[Bounding box annotation rows]
* * * *
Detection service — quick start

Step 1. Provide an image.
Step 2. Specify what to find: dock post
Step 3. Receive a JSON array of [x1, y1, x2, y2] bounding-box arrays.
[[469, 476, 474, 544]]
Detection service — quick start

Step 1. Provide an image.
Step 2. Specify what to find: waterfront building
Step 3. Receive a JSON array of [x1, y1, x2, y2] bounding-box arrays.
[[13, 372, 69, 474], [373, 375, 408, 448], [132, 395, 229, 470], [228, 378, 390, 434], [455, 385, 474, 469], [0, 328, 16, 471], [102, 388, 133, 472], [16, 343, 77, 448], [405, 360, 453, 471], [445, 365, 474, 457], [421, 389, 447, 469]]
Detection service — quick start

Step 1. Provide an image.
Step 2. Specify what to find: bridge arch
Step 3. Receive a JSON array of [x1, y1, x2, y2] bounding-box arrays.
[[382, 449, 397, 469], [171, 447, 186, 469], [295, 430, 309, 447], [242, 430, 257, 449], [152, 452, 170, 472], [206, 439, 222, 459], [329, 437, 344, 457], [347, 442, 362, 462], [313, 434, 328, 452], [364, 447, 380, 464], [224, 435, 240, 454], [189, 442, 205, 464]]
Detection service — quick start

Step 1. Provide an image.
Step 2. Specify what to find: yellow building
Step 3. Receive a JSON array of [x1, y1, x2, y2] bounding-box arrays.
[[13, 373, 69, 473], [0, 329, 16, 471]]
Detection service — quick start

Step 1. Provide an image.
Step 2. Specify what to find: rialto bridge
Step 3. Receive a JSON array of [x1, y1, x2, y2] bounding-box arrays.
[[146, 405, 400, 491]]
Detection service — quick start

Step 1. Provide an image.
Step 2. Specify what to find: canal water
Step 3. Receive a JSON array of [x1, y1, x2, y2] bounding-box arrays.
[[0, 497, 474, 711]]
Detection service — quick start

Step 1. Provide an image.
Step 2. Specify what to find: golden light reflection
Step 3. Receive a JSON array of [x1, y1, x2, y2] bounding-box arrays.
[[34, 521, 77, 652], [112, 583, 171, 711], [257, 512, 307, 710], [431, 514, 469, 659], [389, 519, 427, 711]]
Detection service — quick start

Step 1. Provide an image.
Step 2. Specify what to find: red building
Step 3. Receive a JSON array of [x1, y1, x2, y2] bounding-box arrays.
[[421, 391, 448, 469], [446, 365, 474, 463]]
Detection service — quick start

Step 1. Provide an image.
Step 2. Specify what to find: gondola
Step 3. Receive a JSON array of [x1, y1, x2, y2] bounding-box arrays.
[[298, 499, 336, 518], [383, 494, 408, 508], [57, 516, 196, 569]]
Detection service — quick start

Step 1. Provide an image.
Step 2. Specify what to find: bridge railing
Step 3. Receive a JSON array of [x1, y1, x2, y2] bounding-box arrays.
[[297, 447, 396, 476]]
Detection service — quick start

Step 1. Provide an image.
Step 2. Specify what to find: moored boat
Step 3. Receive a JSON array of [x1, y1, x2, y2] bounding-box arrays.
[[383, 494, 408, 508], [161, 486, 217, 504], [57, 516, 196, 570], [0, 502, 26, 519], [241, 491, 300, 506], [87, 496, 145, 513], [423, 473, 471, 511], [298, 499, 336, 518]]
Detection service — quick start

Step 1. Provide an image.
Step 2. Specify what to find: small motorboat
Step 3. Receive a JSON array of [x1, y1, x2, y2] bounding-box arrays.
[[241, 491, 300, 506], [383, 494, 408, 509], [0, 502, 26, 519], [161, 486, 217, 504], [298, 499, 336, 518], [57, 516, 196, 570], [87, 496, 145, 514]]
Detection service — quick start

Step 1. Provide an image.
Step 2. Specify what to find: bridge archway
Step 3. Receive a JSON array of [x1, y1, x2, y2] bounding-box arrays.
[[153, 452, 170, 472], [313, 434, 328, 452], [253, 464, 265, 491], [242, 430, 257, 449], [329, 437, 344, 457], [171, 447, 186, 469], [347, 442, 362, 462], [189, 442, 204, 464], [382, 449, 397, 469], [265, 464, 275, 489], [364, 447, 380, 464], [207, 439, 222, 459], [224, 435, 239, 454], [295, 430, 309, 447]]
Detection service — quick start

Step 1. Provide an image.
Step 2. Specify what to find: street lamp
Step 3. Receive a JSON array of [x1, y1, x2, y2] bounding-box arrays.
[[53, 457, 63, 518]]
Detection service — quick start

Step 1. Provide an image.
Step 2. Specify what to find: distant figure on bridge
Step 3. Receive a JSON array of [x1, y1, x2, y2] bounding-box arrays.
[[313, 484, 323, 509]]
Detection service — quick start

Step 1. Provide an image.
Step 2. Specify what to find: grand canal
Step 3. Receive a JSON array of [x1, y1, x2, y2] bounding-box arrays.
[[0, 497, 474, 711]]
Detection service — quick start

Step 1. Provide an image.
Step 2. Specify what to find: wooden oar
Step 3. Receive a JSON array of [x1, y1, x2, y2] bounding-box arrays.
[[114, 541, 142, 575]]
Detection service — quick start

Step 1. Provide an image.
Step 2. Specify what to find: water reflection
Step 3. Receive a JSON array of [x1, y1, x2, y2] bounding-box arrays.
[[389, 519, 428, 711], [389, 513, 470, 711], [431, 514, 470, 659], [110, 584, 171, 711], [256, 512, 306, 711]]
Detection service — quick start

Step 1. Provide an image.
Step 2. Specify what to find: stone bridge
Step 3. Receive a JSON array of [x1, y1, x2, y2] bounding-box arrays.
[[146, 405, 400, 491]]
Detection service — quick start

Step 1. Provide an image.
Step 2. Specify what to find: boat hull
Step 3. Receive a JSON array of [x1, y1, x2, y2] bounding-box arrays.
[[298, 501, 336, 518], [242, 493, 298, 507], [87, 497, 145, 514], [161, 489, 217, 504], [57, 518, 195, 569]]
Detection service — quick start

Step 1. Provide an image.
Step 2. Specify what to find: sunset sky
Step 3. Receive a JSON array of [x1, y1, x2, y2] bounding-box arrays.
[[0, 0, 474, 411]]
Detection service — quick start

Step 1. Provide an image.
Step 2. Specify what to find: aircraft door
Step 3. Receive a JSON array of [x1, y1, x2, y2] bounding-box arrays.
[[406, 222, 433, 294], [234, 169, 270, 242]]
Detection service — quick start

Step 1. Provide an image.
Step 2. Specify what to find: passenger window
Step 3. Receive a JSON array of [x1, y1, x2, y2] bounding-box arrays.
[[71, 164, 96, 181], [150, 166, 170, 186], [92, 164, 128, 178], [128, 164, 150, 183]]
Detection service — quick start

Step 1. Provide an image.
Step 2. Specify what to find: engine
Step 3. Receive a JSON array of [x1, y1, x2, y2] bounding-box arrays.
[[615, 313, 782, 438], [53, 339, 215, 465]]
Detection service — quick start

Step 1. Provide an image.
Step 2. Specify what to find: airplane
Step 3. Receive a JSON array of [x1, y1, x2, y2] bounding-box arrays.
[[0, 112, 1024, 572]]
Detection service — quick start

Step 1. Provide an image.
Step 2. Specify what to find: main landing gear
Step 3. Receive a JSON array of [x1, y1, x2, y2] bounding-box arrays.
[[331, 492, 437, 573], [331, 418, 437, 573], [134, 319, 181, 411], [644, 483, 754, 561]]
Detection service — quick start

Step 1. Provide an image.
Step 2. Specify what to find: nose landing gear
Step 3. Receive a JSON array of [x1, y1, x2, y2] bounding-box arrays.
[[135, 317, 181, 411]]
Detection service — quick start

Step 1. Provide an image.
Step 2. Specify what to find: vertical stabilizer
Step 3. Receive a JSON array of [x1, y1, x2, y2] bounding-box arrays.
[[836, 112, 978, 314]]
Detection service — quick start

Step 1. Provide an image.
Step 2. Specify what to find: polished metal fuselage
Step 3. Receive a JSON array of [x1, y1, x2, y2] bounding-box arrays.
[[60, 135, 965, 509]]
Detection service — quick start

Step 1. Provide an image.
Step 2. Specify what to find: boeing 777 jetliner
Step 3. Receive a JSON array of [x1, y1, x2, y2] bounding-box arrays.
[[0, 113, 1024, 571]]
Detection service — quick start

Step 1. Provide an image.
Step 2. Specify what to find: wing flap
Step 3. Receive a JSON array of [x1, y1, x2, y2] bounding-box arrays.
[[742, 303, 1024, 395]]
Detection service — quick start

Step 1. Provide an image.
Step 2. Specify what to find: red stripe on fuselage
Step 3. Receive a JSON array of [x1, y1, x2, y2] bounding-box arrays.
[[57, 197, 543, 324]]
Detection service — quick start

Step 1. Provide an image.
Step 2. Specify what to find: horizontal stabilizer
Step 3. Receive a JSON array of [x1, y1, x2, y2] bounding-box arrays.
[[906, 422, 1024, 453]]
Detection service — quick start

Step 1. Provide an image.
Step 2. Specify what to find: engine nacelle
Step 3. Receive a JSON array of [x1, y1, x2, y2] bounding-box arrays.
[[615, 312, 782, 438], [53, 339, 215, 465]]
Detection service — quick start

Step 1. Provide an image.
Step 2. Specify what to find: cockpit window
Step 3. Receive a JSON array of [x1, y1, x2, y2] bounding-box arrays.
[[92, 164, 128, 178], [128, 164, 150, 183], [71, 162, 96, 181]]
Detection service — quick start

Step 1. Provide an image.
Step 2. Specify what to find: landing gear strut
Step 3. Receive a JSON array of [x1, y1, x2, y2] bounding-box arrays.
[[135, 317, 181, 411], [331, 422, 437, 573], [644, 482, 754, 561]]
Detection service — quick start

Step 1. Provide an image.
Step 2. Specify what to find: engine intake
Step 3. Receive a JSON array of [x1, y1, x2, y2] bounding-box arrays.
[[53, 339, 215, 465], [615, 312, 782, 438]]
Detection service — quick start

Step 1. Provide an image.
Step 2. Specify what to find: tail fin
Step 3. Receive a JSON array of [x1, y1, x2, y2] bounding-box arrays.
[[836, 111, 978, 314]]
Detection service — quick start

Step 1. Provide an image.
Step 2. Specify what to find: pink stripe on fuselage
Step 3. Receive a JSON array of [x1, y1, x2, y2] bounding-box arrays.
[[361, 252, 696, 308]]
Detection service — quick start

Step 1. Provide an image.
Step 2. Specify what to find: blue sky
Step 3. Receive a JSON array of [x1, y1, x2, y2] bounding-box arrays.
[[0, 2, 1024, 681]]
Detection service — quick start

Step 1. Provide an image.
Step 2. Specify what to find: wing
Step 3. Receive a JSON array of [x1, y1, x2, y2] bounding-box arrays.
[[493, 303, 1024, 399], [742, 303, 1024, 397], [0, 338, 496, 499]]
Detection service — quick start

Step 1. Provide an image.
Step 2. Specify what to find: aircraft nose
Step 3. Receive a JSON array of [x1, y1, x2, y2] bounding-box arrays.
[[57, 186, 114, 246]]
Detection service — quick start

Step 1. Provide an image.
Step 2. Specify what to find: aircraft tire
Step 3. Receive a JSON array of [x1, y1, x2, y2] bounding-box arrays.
* * * *
◆ **TASK INSTRUCTIONS**
Copy out the stretch of rows from the very start through the line containing "389, 447, 469]]", word for word and including both ends.

◆ **ANSWER TO THIS EXERCISE**
Detection service — quick start

Step 1. Provide an image.
Step 2. Specify what to find: dock post
Step 3. Receive a JSON array of [x1, y1, x2, y2] bounding-box arrays.
[[469, 476, 474, 544]]
Detection service — quick start

Step 1. Provide an image.
Step 2. Specify what to find: waterfront building
Step 3. Receive a JSON array of [x1, y1, x2, y2] bounding-box arrays.
[[13, 372, 69, 474], [373, 375, 408, 448], [132, 395, 229, 470], [228, 378, 390, 434], [455, 385, 474, 469], [0, 328, 16, 471], [102, 388, 133, 472], [16, 343, 77, 448], [405, 360, 453, 471], [445, 365, 474, 457], [421, 389, 447, 469]]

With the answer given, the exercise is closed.